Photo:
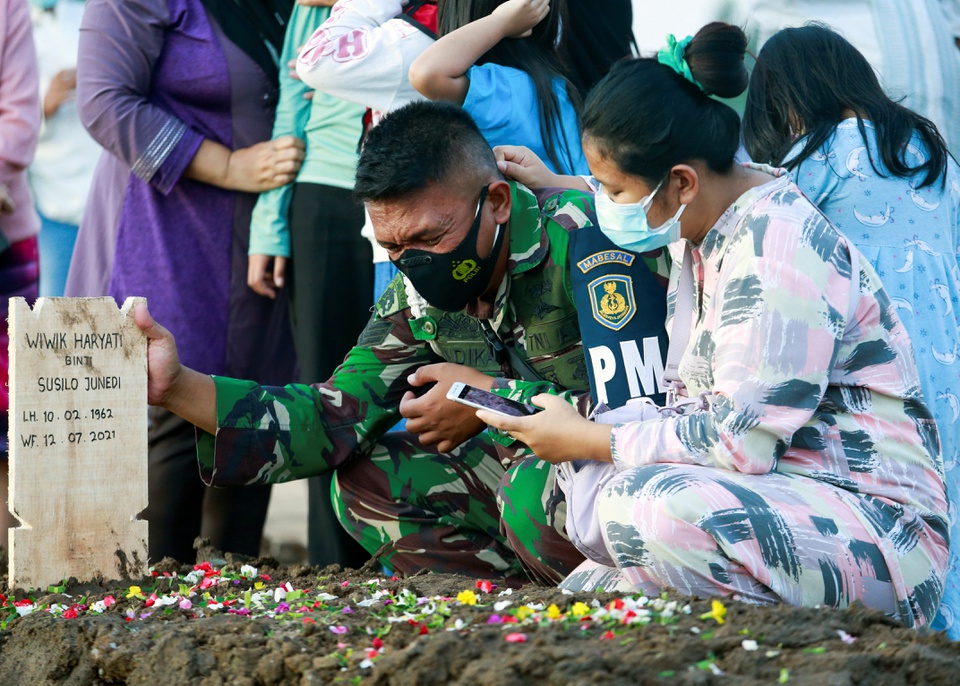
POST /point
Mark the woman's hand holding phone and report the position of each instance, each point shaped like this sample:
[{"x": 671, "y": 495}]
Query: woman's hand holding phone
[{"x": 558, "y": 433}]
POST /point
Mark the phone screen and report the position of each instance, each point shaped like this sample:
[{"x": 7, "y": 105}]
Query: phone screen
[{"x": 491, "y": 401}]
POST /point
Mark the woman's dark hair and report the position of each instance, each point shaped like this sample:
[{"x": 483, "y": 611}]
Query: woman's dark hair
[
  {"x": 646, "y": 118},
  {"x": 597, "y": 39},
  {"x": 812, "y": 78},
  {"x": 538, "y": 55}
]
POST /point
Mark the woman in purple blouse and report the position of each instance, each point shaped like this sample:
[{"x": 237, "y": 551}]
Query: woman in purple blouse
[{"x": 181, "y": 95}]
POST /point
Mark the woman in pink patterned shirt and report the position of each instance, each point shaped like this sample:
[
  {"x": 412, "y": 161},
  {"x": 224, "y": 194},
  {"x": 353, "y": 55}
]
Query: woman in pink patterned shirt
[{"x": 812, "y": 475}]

======

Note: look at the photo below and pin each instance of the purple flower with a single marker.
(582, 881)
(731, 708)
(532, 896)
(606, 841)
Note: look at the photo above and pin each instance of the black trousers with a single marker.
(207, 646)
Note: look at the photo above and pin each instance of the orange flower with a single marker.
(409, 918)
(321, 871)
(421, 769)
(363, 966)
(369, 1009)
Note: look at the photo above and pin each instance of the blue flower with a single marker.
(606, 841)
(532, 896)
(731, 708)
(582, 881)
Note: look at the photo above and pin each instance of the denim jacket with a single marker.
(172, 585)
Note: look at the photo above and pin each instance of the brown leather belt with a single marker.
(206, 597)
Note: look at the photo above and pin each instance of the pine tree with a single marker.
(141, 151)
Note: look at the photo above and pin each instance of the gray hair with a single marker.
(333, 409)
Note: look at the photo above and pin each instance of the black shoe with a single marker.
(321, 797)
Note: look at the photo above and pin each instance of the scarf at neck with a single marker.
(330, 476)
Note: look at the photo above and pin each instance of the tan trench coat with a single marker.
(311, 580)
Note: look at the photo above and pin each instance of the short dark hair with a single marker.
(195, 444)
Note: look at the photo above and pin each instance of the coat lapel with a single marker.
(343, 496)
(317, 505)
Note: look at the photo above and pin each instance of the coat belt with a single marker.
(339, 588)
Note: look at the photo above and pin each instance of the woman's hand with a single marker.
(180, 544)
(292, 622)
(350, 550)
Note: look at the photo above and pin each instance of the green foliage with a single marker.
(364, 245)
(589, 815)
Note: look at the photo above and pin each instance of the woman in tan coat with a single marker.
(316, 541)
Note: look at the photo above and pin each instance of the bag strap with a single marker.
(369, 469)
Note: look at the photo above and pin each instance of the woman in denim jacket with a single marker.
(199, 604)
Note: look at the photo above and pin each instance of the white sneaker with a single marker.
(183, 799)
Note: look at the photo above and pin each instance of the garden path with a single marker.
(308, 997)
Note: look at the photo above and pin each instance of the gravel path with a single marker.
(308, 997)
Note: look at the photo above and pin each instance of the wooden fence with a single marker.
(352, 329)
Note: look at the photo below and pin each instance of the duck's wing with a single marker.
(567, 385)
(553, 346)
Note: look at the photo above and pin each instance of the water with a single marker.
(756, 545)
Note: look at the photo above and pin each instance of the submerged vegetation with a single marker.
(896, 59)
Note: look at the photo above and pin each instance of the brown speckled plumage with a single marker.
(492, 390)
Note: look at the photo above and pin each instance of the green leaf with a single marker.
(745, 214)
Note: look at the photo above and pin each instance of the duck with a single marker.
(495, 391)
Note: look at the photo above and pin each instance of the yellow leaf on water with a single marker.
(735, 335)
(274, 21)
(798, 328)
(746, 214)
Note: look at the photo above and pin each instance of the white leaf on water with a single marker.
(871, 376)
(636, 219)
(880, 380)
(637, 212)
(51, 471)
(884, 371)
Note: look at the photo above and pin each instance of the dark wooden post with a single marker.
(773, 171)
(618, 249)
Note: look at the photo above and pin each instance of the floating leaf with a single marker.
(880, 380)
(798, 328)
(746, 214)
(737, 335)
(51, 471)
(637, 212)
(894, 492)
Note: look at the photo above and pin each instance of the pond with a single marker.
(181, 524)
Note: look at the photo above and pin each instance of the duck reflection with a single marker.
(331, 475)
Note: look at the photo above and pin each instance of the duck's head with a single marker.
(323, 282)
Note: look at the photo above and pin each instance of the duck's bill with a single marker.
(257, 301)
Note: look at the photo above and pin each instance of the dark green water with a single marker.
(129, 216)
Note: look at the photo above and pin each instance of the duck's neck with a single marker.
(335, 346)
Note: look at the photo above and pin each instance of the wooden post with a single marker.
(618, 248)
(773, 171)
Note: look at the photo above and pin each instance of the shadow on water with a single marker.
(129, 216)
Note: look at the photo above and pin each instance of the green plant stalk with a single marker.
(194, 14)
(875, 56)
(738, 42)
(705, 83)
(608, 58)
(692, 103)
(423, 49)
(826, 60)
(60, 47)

======

Work instructions
For each line of the material that contains the word "position", make a copy.

Answer space
Mark the woman's hand holding phone and report the position of each instance, each point shaped like this sample:
Mark the phone screen and report the position of each instance, each point shaped like this sample:
Mark the woman's dark hair and report the position of each instance, each point shaped like this sample:
Mark the woman in purple blouse and report the position of each instance, each point shaped like this sample:
Mark the woman in pink patterned shirt and report the position of each instance, each point shaped like this sample:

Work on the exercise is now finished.